• _Activity 1_
In the blog post, whom would the writer most like to emulate as they age?
• _Activity 2_
Write out the stretch of the blog post from "1.) Tell us" through "in this sense.".
Reading passage START
1.) Tell us about a "dirt cheap" you've taken this summer.
(inspired by Anti-Supermom)
2.) When I grow up I want to be like...
(inspired by Jenny Says What?)
3.) Describe a difficult moment that you survived.
(inspired by Sarah M.)
4.) List 5 things you like to do while camping...or 5 places you'd like to go.
(inspired by Kisatrtle)
5.) What are you paranoid about?
(inspired by Melissa)
What is the best prompt for me this week?
#1 - I can eliminate this right off the bat. The only place I have been this summer is to the corporate meeting with L in Vail. Although it was dirt cheap to me, since I was playing corporate wife, I still don't think it qualifies as a dirt cheap in this sense.
#2 - Who I want to be like when I grow up could be seen as redundant. Many people would claim I am already grown up. But in one of those oddities of life, the older you get, the more it seems like so many things might be possible (and yet there are any number of other things that become physically harder). The person I would most like to emulate as I age would have to be be Richard P. Feynman. He carried on an intense and wide ranging interest and intellectual curiosity in the world right up to his death.
I still remember a conversation I had with him all the way back in my graduate school days. In it he happened to mention that he didn't think that one of the fashionable models of reality that was making the rounds of speculation at the time would turn out to be viable. When I asked him why he thought that way, he said he had a very simple rule for determining if he really understood some part of physics. If he could understand the outcome using a simple mental model that required no insane mathematical finesse to work, he felt he was probably on the right track. The theory in question failed that test and was later shown to be wrong. I always thought that was pretty good advice coming from a Nobel laureate and great all around physicist.
#3 - I have survived a number of difficult moments in my life. So many that it is in fact it is hard to choose just one. I guess I'll go with the time I was the tensest and most worried in my life.
Reading passage END
Given information START
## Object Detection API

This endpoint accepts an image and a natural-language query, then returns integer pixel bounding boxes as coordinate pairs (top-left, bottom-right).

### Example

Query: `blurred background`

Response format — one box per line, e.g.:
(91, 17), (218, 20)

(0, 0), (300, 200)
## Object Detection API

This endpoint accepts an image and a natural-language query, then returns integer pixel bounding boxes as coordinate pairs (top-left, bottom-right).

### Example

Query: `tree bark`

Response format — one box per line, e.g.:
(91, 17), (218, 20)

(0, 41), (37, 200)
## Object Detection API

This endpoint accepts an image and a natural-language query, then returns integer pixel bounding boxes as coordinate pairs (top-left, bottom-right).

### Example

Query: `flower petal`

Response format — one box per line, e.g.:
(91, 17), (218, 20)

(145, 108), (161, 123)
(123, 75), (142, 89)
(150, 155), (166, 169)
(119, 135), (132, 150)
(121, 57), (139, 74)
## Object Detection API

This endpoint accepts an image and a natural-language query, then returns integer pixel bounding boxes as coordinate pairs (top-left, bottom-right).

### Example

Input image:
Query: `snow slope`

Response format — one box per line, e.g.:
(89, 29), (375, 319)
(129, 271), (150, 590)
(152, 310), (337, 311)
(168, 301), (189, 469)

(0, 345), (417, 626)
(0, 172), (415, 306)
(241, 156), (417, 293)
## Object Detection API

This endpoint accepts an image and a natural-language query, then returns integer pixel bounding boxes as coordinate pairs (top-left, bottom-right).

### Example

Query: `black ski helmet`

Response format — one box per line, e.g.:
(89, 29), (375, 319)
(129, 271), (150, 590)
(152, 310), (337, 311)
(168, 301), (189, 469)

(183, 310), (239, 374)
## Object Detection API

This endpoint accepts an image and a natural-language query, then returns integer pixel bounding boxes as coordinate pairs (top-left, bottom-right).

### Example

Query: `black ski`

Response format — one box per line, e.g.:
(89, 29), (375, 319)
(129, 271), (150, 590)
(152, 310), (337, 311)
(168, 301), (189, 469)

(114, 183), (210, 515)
Given information END
• _Exercise result 1_
Richard P. Feynman.

• _Exercise result 2_
1.) Tell us about a "dirt cheap" you've taken this summer.
(inspired by Anti-Supermom)
2.) When I grow up I want to be like...
(inspired by Jenny Says What?)
3.) Describe a difficult moment that you survived.
(inspired by Sarah M.)
4.) List 5 things you like to do while camping...or 5 places you'd like to go.
(inspired by Kisatrtle)
5.) What are you paranoid about?
(inspired by Melissa)
What is the best prompt for me this week?
#1 - I can eliminate this right off the bat. The only place I have been this summer is to the corporate meeting with L in Vail. Although it was dirt cheap to me, since I was playing corporate wife, I still don't think it qualifies as a dirt cheap in this sense.